Copy every one of the records below word for word, leaving out the pictures.

——————————

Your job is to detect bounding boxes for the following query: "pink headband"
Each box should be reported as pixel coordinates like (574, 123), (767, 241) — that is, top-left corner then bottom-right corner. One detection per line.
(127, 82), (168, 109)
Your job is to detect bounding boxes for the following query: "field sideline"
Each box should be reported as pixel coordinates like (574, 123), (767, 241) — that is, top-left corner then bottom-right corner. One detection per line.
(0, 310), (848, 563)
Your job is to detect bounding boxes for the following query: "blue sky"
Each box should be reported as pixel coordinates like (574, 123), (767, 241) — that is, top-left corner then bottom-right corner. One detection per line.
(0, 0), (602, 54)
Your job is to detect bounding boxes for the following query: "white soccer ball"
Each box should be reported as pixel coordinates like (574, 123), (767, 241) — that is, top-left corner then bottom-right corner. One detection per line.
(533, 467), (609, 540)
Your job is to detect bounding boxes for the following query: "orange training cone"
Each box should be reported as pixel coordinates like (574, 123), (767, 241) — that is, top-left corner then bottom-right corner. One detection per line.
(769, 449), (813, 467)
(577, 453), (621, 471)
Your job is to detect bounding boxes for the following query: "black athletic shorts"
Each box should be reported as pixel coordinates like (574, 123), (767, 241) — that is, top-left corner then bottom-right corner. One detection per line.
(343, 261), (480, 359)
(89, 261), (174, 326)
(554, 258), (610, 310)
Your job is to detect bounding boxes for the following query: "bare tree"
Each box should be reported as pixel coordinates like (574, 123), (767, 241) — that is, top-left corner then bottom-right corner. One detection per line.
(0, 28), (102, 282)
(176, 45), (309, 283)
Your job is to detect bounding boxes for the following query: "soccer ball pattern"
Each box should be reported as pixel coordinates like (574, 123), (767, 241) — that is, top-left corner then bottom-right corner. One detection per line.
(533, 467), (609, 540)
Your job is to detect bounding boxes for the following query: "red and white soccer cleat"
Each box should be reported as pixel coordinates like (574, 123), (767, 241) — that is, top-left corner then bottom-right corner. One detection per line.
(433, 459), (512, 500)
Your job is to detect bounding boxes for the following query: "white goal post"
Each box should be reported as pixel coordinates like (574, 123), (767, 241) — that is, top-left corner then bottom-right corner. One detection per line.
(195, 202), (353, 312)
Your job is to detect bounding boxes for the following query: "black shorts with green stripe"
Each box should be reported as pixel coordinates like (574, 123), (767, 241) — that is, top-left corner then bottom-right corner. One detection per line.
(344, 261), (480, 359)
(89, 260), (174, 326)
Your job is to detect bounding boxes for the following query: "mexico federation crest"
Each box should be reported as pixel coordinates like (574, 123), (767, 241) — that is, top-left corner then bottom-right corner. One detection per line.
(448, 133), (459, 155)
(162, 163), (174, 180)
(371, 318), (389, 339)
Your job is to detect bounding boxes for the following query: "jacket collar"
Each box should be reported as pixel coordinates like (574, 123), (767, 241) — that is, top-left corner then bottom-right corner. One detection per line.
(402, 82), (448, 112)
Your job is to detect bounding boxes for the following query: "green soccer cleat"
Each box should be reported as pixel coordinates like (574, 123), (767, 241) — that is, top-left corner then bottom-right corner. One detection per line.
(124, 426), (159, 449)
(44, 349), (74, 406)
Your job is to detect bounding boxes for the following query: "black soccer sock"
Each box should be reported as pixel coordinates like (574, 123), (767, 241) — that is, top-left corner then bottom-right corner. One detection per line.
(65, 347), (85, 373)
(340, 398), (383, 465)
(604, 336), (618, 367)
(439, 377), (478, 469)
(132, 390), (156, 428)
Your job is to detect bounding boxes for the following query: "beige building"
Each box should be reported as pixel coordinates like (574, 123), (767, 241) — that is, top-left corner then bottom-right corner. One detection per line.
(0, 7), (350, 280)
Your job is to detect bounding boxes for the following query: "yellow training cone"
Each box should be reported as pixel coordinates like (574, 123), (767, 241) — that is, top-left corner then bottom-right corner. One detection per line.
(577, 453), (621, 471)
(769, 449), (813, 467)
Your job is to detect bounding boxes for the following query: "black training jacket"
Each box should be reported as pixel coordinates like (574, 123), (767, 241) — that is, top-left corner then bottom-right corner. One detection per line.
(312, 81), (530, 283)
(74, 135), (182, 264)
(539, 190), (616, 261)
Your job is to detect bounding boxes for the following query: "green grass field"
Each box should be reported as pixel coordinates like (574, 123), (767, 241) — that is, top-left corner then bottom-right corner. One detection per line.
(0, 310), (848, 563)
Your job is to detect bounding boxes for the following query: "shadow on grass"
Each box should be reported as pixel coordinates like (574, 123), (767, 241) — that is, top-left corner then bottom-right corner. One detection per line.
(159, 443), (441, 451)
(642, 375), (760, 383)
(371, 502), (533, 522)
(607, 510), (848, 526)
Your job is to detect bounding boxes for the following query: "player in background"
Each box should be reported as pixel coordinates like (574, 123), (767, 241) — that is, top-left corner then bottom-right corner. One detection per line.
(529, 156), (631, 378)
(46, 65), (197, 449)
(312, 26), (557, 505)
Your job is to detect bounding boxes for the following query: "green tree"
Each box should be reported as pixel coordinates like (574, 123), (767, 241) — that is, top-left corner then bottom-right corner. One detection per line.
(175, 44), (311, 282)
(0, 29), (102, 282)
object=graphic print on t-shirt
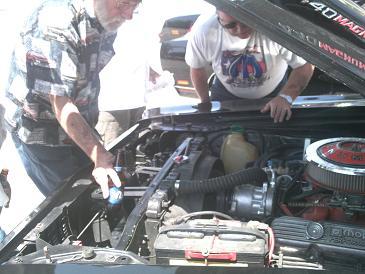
[221,45,267,88]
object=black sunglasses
[217,16,238,29]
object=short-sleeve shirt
[185,15,306,99]
[5,0,116,146]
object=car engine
[7,127,365,269]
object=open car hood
[206,0,365,95]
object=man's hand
[49,95,121,198]
[92,152,121,199]
[261,96,291,123]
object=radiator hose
[175,168,267,195]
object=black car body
[0,0,365,273]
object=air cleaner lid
[305,138,365,193]
[317,139,365,168]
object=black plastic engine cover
[272,217,365,263]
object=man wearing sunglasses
[5,0,141,201]
[185,11,314,123]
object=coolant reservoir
[220,126,258,174]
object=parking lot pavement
[0,134,44,233]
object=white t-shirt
[185,15,306,99]
[98,1,163,111]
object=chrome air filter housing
[305,138,365,193]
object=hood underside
[206,0,365,95]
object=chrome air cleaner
[305,138,365,193]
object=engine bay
[6,127,365,269]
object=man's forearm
[281,63,314,100]
[190,68,210,103]
[50,96,106,163]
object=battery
[154,219,268,267]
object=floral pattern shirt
[5,0,116,146]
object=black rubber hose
[176,168,267,194]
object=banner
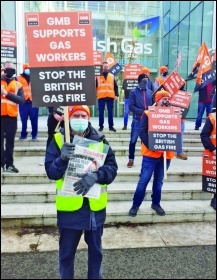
[188,43,216,92]
[25,11,96,107]
[105,52,122,76]
[1,30,17,59]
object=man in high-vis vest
[200,93,216,210]
[96,61,119,132]
[45,106,118,279]
[154,66,169,91]
[17,63,39,140]
[129,91,175,217]
[1,61,25,173]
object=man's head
[102,61,109,73]
[2,61,15,79]
[23,63,30,75]
[68,105,90,134]
[160,66,168,76]
[155,90,171,107]
[138,74,148,89]
[142,67,150,77]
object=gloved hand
[61,142,75,161]
[73,173,98,196]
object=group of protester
[1,62,216,279]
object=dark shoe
[151,204,166,216]
[176,154,188,160]
[19,136,27,140]
[5,165,19,173]
[129,206,139,217]
[210,198,216,210]
[127,160,134,168]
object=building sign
[1,30,17,59]
[25,11,96,107]
[93,51,103,76]
[202,151,216,193]
[148,106,181,152]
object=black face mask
[4,68,15,79]
[161,100,170,107]
[162,72,168,77]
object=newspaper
[62,135,109,199]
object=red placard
[170,90,192,108]
[25,11,94,67]
[124,64,142,80]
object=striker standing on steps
[96,61,119,132]
[129,91,175,217]
[17,63,39,140]
[127,74,153,168]
[1,61,25,173]
[45,106,118,279]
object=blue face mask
[24,69,30,75]
[70,119,88,133]
[139,80,147,89]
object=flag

——————————

Result of this exercise
Your job is to detect bounding boxes for the following query: "pink headband"
Each box should be reported as pixel coordinates like (574, 123), (767, 241) — that is, top-left corner then bottom-right corner. One detection per line.
(127, 82), (168, 109)
Your job is to detect bounding boxes for the following query: "field sideline"
Each box should be reported as pixel coordinates like (574, 123), (767, 241) — that is, top-left corner then bottom-right corner. One detection per line.
(0, 310), (848, 563)
Your job is to detect bounding boxes for the following query: "blue sky"
Each box should be reported as pixel coordinates like (574, 123), (767, 241) — that is, top-left corner then bottom-right corner. One detection per line.
(0, 0), (602, 54)
Your job is to detect bounding boxes for the following query: "white soccer ball"
Each box should be reported as pixel coordinates like (574, 123), (767, 241) — that is, top-left corner then bottom-right corner. One detection per line.
(533, 467), (609, 540)
Your job is to detect bounding boxes for the following query: "orange training cone"
Each box should be reported as pixel coordinates like (574, 123), (767, 241) — that is, top-left corner then bottom-right corner. One detection per line.
(769, 449), (813, 467)
(577, 453), (621, 471)
Your job is to detect bounding boxes for the following query: "black athletic shorts"
Each box should be reported as pixel coordinates like (574, 123), (767, 241) — that is, top-left corner then bottom-right corner. One detection per line.
(343, 261), (480, 359)
(89, 261), (174, 326)
(554, 258), (610, 310)
Your job is to detect bounding boxes for the following query: "bare tree"
Each box should be reported as pixel coordinates like (574, 123), (767, 241) — that is, top-left corner then bottom-right corner. One detection per line.
(0, 28), (102, 282)
(176, 45), (309, 283)
Your job is to detect bounding boxes for the following query: "soccer ball pattern"
Each box should be reported as pixel coordinates like (574, 123), (767, 241) — that is, top-left corner then bottom-right corner. One detection per line.
(533, 467), (609, 540)
Your job is to detect bounding boxes for the following query: "red and white soccer cleat"
Each box should be reported as pixel coordinates like (574, 123), (767, 241) — that is, top-left corner then bottom-right corner. One detection per line.
(433, 459), (512, 500)
Your job is to detect bounding boxes for the following query: "white goal post"
Each box should be reported as pixel coordinates like (574, 123), (767, 241) — that is, top-left corner then bottom-right corner. One detection per line.
(195, 202), (353, 312)
Your job is to detect bounding boxes for the following query: "black shorts with green stripe"
Each box should be reported as pixel coordinates like (574, 123), (767, 241) — that is, top-left corner then bottom-right corner. One detection per line.
(344, 261), (480, 359)
(89, 260), (174, 326)
Your job is to detect bounding boxes for the following query: "mexico federation crest"
Each box should be reported as pixel coordinates like (574, 123), (767, 241) — that is, top-left corner then bottom-right corner. One detection per line.
(448, 133), (459, 155)
(162, 163), (174, 180)
(371, 318), (389, 339)
Your job is to detect bounding boxes for the following query: "jacket collar"
Each box should be reported as pixel coordinates like (574, 123), (767, 241) — that is, top-left corner then bottom-right corner. One detection per line.
(402, 82), (448, 112)
Your job is to detect bounding boxes for the following query: "green soccer cleat"
Each box should be reported as pixel coordinates like (574, 123), (767, 241) — that is, top-left corner then bottom-right corner. One detection per line.
(124, 426), (159, 449)
(44, 349), (74, 406)
Your job is to detect bounding boxes for the following query: "black soccer sock"
Each box should be reported as pixel coordinates like (574, 123), (767, 241) — that is, top-left corner then bottom-right corner. One detection per line.
(65, 347), (85, 373)
(340, 398), (383, 465)
(604, 336), (618, 367)
(439, 377), (478, 469)
(132, 390), (156, 428)
Your job is to detect bounding boxes for the following query: "beige building"
Each box should be reported as pixel coordinates like (574, 123), (767, 241) — that is, top-left corner then bottom-right corner. One detection per line.
(0, 7), (350, 280)
Your job is to detect bounding boxes for the following query: "yellow training cone"
Each box should be reported as pixel coordinates like (574, 123), (767, 241) — that is, top-left corner then bottom-right corner. One detection per line.
(577, 453), (621, 471)
(769, 449), (813, 467)
Your job is to detect bounding boxes for the following query: "black training jacket"
Each box should be reported as pixel coordinates like (574, 123), (767, 241) — that is, top-left corner then bottom-right corner. One detection per line.
(312, 81), (530, 283)
(74, 135), (182, 264)
(539, 190), (616, 261)
Your job is to detect bounding boxes for the following query: "green grass field"
Each box should be reported as pixel coordinates like (574, 123), (767, 241) — that is, top-left corner then bottom-right corner. One detection per line.
(0, 310), (848, 563)
Your job is to detect bounding boxes for the following query: "shadow on grass"
Each box should be reported as pixel coordinates like (574, 123), (767, 241) — that is, top-left corner then bottom-right corner. One detection per line.
(159, 443), (441, 451)
(642, 375), (760, 383)
(371, 502), (533, 522)
(607, 510), (848, 526)
Your job is to detect bounding boxes for the following query: "player in background"
Each box should be reported as pixel coordinates like (574, 123), (767, 241) — that is, top-left corner then bottom-right corner. One detection per line.
(529, 156), (631, 378)
(46, 65), (197, 449)
(312, 26), (557, 505)
Your job is to detect bounding boxes for the following query: "green tree"
Each box should be reported as pixel coordinates like (574, 123), (767, 241) — that is, top-left corner then bottom-right corner. One detection per line.
(175, 44), (311, 282)
(0, 29), (102, 282)
object=graphic print on t-shirt
[221,45,267,88]
object=black sunglasses
[217,16,238,29]
object=short-sleeve shirt
[185,15,306,99]
[5,0,116,146]
object=car engine
[7,127,365,269]
object=open car hood
[206,0,365,95]
object=man's hand
[49,95,121,198]
[92,152,121,199]
[261,96,291,123]
object=radiator hose
[175,168,267,195]
object=black car body
[0,0,365,273]
object=air cleaner lid
[305,138,365,193]
[317,139,365,168]
object=black plastic engine cover
[272,217,365,263]
object=man wearing sunglasses
[5,0,141,201]
[185,11,314,123]
object=coolant reservoir
[220,126,258,174]
object=parking lot pavement
[0,134,44,233]
object=white t-shirt
[185,15,306,99]
[98,1,163,111]
object=chrome air filter housing
[305,138,365,193]
object=hood underside
[206,0,365,95]
object=chrome air cleaner
[305,138,365,193]
object=engine bay
[6,127,365,269]
object=man's forearm
[281,63,314,100]
[190,68,210,103]
[50,96,106,163]
object=battery
[154,219,268,267]
object=floral pattern shirt
[5,0,116,146]
object=black rubber hose
[176,168,267,194]
object=banner
[188,43,216,92]
[25,11,96,107]
[105,52,122,76]
[1,30,17,59]
object=man in high-vis vest
[200,93,216,210]
[96,61,119,132]
[45,106,118,279]
[154,66,169,91]
[17,63,39,140]
[129,91,175,217]
[1,61,25,173]
object=man's head
[102,61,109,73]
[2,61,15,79]
[23,63,30,75]
[68,105,90,134]
[160,66,168,76]
[155,90,171,107]
[138,74,148,89]
[142,67,150,77]
object=gloved hand
[61,142,75,161]
[73,173,98,196]
object=group of protester
[1,62,216,279]
object=dark shoe
[151,204,166,216]
[176,154,188,160]
[19,136,27,140]
[5,165,19,173]
[129,206,139,217]
[210,198,216,210]
[127,160,134,168]
object=building sign
[1,30,17,59]
[25,11,96,107]
[93,51,103,76]
[202,151,216,193]
[148,106,181,152]
object=black face mask
[4,68,15,79]
[161,100,170,107]
[162,72,168,77]
object=newspaper
[62,135,109,199]
object=red placard
[170,90,192,108]
[25,11,94,67]
[124,64,142,80]
object=striker standing on steps
[96,61,119,132]
[129,91,175,217]
[17,63,39,140]
[127,74,153,168]
[1,61,25,173]
[45,106,118,279]
object=blue face mask
[24,69,30,75]
[70,119,88,133]
[139,80,147,89]
object=flag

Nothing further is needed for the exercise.